**Exercise**. Identify each line below that contains the word "rough", and copy every such line in full.

**Data to process**.
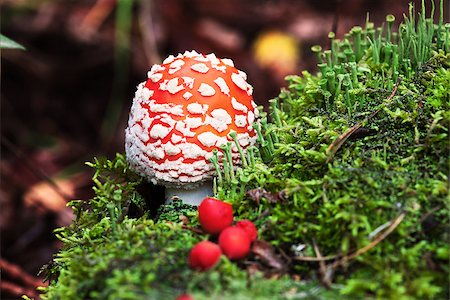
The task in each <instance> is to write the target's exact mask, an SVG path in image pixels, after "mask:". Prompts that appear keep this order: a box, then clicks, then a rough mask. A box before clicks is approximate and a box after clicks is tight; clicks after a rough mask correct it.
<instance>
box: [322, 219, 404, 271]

--

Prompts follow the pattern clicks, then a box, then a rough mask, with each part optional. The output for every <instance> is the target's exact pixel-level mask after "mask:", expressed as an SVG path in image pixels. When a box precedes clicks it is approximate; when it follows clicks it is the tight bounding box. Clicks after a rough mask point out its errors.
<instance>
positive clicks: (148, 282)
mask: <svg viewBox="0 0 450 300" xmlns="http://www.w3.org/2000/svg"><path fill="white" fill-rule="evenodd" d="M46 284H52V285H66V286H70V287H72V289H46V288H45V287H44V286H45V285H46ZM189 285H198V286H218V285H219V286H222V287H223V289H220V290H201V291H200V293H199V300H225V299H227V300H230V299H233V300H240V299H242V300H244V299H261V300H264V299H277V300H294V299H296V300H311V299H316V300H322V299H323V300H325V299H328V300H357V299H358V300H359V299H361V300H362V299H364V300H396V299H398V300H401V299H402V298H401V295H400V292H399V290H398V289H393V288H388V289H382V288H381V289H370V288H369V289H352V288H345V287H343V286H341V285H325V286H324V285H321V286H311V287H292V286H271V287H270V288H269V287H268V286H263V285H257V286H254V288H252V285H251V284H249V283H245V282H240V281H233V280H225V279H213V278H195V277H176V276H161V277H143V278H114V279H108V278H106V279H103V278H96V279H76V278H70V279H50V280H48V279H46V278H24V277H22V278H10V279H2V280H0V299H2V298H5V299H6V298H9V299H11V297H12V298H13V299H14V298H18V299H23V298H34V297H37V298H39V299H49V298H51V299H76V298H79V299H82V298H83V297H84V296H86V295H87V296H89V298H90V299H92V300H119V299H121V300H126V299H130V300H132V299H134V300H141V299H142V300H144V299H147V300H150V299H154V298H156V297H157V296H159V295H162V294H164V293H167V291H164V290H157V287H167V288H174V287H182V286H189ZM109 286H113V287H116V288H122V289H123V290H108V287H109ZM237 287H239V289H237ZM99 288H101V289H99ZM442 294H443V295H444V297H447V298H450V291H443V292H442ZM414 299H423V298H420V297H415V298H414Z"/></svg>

**Exercise output**.
The task in each <instance> is to write the target's exact mask, an SVG path in image pixels, after "mask:". Prompts that appear keep this order: a box, then clicks, then a rough mask. A box before clicks is approximate and a box after clicks is tight; clicks after a rough mask correct it.
Prompts follow the pattern clicks, then a box, then a rough mask, with each part optional. The output for every <instance> is the target's exact pixel-level mask after "mask:", expressed as an SVG path in image pixels. When a box precedes clicks it is approximate; when it follows clicks it is the tight bounding box. Clicks after a rough mask point out its errors.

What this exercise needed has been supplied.